■ **Exercise objective**
Reproduce the entire listing below line for line, without changing anything, and omit the pictures from your copy.

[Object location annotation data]
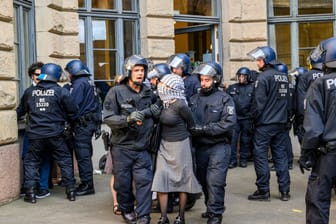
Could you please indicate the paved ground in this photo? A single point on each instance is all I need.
(98, 208)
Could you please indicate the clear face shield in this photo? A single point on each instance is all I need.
(153, 74)
(316, 54)
(256, 53)
(176, 62)
(205, 69)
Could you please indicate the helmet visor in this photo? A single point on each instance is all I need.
(153, 74)
(316, 53)
(176, 62)
(256, 54)
(205, 69)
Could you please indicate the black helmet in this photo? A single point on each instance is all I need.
(50, 72)
(77, 68)
(330, 52)
(244, 71)
(158, 71)
(281, 68)
(212, 69)
(130, 62)
(179, 60)
(266, 53)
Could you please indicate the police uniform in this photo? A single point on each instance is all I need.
(131, 158)
(242, 97)
(303, 83)
(191, 84)
(48, 105)
(213, 151)
(319, 140)
(84, 124)
(270, 111)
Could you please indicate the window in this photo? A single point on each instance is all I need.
(295, 27)
(196, 29)
(108, 33)
(24, 42)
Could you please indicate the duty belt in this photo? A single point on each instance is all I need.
(87, 117)
(329, 147)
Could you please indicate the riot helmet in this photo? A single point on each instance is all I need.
(158, 71)
(329, 54)
(245, 72)
(77, 68)
(50, 72)
(33, 67)
(179, 60)
(211, 69)
(298, 71)
(266, 53)
(281, 68)
(129, 64)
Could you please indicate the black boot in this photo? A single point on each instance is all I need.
(71, 193)
(214, 219)
(30, 195)
(85, 189)
(259, 196)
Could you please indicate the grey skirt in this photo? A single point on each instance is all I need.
(174, 168)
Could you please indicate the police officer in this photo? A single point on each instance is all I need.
(85, 123)
(304, 80)
(215, 118)
(34, 71)
(129, 110)
(291, 85)
(48, 106)
(271, 112)
(180, 65)
(241, 93)
(319, 141)
(159, 70)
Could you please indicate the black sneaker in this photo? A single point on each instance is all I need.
(143, 220)
(259, 196)
(42, 193)
(243, 164)
(232, 165)
(284, 196)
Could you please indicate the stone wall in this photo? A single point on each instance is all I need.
(243, 30)
(157, 29)
(57, 36)
(9, 150)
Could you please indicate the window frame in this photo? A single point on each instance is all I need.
(88, 14)
(212, 23)
(26, 49)
(294, 19)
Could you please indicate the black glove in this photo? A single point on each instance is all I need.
(198, 130)
(156, 110)
(136, 116)
(252, 128)
(67, 132)
(305, 161)
(97, 132)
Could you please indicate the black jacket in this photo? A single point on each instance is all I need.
(271, 99)
(242, 97)
(320, 114)
(48, 106)
(216, 112)
(120, 102)
(303, 83)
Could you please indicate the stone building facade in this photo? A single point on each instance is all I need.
(244, 26)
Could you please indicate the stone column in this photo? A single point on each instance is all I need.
(157, 29)
(9, 149)
(57, 28)
(244, 28)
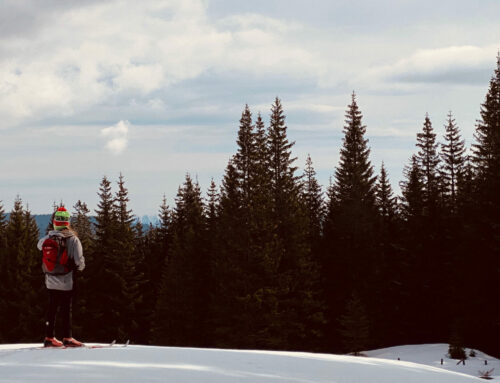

■ **Result of this task**
Could you please indicate the paved ground in this photo? A single point on each instance is all I need.
(98, 208)
Could you please indicate the clear face shield in this photo? A single point on each instance is all I need.
(153, 74)
(316, 54)
(256, 53)
(176, 62)
(205, 69)
Could you please indicate the helmet visor in this photo? A single point on each instance is all I need.
(153, 74)
(316, 53)
(176, 62)
(256, 54)
(205, 69)
Could you please indicate the black helmet in this photo? A single point on each instance is all I need.
(50, 72)
(77, 68)
(330, 52)
(244, 71)
(158, 71)
(281, 68)
(212, 69)
(130, 62)
(179, 60)
(266, 53)
Could you please indicate the police uniform in this photo? A single point on each instance is all I need.
(131, 158)
(242, 97)
(303, 83)
(191, 84)
(48, 105)
(213, 151)
(319, 140)
(84, 124)
(270, 111)
Could you please indicate the window in this photo? A single point on each instance is all I need.
(295, 27)
(196, 29)
(108, 33)
(24, 42)
Could you please indicate the duty belt in this photo? A single point on each instance is all I need.
(87, 117)
(329, 147)
Could you please indicate the riot helmet in this photo? A single point on each instance is all I need.
(158, 71)
(329, 54)
(245, 72)
(77, 68)
(50, 72)
(33, 67)
(179, 60)
(211, 69)
(298, 71)
(266, 53)
(281, 68)
(129, 64)
Could you please indicate the black boot in this photo? A single point on each instance is all I need.
(71, 193)
(214, 219)
(30, 195)
(85, 189)
(259, 196)
Could you please indicate the grey skirt in this photo? A single point on each instance is all I need.
(174, 168)
Could you please indicate the police officer in this photo? A single point on each instance is all I need.
(85, 123)
(304, 80)
(215, 118)
(34, 71)
(129, 110)
(291, 85)
(48, 106)
(271, 112)
(180, 65)
(241, 93)
(319, 141)
(159, 70)
Could you please indicate the black sneaker in this photo? A single point on each instance is all I need.
(143, 220)
(259, 196)
(42, 193)
(243, 164)
(232, 165)
(284, 196)
Could you please indicate the stone wall in this photo? A single point on each instance is all I need.
(243, 30)
(157, 29)
(57, 36)
(9, 150)
Could you please indicate the window frame in this photo? A single point on each instance is all I need.
(88, 14)
(212, 23)
(26, 49)
(294, 19)
Could you please indicate the black glove in this photo? A single point on each instance is all I need.
(198, 130)
(156, 110)
(136, 116)
(252, 128)
(67, 132)
(305, 161)
(97, 132)
Could you please indicate the black jacket in this photo? A single point on each instance is all I need.
(271, 99)
(242, 97)
(320, 114)
(48, 106)
(216, 112)
(120, 102)
(303, 83)
Could you please indicate the stone building facade in this photo? A single point on each instance is all I need.
(244, 26)
Could you please indicate the stone column in this photo? A single point on each instance is all I need.
(157, 29)
(9, 149)
(57, 28)
(244, 28)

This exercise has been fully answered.